**Data provided**
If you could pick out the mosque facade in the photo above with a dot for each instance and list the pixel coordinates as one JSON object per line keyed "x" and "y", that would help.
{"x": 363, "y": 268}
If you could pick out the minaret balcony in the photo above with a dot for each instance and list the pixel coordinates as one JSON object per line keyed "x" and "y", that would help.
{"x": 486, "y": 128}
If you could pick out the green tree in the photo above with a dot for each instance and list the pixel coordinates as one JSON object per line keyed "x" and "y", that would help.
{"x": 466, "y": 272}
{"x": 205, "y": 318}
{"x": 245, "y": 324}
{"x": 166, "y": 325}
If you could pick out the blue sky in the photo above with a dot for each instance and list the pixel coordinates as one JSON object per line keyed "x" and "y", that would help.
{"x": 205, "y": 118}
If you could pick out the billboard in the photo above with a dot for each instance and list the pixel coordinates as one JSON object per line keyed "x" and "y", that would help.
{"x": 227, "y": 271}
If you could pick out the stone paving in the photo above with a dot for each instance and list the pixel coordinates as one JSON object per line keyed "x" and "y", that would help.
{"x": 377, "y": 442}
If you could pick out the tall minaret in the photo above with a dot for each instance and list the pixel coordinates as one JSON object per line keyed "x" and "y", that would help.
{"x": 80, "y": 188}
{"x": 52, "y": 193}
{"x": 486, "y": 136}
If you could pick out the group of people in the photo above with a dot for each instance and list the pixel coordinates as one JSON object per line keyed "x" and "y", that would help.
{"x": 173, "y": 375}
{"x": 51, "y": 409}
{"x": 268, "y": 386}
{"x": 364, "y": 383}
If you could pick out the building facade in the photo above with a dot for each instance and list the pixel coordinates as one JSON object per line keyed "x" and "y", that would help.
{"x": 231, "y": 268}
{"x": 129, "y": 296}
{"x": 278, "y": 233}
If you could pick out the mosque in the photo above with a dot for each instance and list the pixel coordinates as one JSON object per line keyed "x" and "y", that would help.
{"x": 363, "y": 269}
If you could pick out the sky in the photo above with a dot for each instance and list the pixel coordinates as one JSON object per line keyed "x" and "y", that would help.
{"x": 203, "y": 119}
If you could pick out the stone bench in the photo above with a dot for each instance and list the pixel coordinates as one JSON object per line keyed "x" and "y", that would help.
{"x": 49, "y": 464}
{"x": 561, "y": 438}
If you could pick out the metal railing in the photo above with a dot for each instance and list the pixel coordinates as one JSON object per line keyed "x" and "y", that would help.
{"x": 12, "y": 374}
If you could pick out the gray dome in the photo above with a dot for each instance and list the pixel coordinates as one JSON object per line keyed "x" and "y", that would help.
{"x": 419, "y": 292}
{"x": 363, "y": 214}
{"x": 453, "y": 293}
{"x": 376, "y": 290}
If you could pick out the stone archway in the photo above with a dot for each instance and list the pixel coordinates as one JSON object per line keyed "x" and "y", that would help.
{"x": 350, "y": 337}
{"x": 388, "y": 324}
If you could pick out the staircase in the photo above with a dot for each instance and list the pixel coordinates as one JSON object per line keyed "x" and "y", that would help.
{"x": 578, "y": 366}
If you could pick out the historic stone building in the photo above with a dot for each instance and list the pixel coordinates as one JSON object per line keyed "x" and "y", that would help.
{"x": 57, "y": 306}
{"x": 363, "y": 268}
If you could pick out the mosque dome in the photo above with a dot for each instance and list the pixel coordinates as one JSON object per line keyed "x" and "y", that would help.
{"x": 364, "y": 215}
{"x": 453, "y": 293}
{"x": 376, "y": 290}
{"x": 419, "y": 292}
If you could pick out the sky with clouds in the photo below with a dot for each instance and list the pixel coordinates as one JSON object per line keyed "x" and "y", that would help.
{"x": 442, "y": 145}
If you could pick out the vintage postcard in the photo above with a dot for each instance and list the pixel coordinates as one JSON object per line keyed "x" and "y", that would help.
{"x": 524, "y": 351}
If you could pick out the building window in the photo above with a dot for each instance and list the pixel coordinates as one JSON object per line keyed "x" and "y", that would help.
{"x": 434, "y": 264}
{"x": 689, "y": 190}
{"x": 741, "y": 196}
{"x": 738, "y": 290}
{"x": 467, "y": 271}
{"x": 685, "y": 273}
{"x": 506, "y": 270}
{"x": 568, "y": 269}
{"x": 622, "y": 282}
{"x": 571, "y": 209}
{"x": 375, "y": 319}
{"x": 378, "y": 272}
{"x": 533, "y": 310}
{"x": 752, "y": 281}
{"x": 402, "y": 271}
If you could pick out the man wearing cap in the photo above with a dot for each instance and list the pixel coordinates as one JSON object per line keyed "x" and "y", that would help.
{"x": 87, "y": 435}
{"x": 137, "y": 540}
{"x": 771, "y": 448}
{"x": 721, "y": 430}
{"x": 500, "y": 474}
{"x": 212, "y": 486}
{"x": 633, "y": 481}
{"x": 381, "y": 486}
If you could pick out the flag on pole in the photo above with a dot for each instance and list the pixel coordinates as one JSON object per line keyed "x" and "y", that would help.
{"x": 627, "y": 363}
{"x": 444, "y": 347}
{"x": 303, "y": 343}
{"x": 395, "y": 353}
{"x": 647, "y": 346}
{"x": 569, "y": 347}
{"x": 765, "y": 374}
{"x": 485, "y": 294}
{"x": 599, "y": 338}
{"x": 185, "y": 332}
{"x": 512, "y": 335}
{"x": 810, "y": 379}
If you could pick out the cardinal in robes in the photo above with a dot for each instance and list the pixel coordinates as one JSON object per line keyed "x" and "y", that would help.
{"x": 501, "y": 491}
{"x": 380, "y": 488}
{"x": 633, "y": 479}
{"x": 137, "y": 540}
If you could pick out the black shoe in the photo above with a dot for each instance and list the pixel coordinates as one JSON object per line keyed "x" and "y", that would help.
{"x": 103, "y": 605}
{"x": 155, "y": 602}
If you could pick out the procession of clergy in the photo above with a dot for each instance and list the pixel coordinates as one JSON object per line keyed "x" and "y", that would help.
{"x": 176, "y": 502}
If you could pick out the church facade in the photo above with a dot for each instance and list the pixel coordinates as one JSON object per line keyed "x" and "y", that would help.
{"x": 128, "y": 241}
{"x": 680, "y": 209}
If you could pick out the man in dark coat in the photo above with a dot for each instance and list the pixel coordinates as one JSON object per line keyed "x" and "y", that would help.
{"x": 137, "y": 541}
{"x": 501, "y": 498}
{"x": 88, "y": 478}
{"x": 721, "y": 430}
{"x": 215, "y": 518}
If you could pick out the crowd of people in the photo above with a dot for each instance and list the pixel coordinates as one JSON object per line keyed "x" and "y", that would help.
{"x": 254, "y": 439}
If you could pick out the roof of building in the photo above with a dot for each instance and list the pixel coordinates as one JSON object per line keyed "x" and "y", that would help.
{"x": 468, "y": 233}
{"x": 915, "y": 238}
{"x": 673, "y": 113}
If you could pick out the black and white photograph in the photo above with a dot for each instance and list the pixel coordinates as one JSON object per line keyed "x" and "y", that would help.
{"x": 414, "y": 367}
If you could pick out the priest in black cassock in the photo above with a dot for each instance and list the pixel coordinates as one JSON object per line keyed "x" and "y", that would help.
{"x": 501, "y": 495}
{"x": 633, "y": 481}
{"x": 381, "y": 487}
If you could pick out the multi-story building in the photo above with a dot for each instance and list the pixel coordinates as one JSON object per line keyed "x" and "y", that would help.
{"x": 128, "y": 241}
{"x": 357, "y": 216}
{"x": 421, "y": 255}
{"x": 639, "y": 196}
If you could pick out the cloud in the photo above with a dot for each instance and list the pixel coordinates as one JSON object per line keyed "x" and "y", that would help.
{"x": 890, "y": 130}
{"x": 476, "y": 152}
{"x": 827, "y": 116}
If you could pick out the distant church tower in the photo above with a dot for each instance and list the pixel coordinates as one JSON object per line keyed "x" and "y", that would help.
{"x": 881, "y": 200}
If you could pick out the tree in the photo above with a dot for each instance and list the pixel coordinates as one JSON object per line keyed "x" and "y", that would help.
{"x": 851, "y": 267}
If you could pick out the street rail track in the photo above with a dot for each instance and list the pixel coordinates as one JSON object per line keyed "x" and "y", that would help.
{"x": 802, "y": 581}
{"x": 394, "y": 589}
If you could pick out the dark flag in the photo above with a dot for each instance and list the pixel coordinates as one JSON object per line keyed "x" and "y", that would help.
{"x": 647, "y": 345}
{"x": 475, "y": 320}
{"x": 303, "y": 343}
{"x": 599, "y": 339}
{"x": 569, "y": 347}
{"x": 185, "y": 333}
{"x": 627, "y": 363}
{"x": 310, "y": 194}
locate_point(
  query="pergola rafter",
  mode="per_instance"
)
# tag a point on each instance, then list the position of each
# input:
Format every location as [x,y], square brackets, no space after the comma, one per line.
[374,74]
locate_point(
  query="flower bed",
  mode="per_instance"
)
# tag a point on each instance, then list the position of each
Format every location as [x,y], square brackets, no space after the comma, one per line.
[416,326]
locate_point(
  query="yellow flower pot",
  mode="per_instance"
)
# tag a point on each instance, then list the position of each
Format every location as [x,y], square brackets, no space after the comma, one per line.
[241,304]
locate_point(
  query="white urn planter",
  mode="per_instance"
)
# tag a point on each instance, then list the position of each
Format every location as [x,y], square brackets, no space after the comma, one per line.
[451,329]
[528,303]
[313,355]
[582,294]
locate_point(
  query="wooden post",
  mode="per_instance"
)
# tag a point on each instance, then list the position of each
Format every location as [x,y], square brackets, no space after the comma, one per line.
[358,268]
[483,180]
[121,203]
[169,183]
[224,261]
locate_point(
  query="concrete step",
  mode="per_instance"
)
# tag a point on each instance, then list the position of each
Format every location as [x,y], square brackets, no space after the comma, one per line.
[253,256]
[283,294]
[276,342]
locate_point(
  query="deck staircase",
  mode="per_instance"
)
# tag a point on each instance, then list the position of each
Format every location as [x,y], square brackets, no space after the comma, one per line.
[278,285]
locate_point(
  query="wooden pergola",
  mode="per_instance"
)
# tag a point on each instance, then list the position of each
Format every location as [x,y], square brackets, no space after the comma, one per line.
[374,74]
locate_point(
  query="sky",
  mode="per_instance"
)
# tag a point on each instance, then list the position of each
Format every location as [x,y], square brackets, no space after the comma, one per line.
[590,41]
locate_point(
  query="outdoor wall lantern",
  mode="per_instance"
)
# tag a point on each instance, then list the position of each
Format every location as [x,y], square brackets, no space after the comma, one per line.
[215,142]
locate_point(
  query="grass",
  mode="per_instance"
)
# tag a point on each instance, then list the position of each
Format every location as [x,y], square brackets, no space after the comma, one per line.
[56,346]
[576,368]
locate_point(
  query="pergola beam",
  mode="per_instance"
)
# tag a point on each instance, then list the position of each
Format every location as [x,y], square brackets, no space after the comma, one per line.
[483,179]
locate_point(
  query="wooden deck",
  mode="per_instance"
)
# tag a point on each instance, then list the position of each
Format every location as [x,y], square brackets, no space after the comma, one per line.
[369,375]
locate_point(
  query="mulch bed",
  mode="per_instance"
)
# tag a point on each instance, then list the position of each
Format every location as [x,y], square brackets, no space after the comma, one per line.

**Action item**
Sift through the entries and copy every line with "flower".

**Answer for the task**
  query="flower bed",
  query="yellow flower pot",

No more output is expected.